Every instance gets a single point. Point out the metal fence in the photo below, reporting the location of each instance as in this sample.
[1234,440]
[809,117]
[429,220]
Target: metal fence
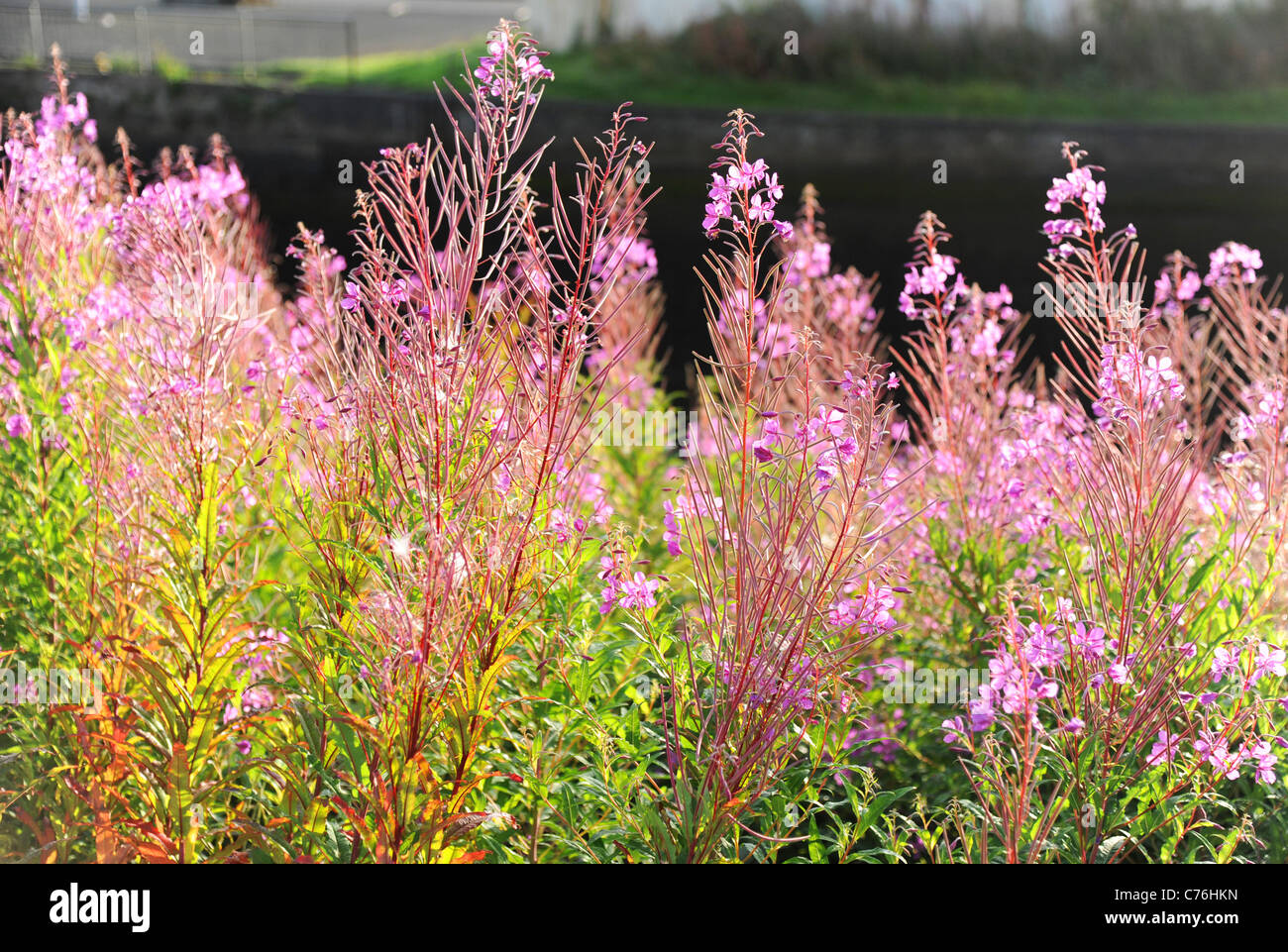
[236,42]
──────────
Prompt: Copy the whole of the material above exactly, but not its images.

Completed task:
Every instance gets a single point. Point out the metal fence in the photo below, reporting the location of each instance as in this sample.
[1234,440]
[809,117]
[429,220]
Target: metal fence
[236,42]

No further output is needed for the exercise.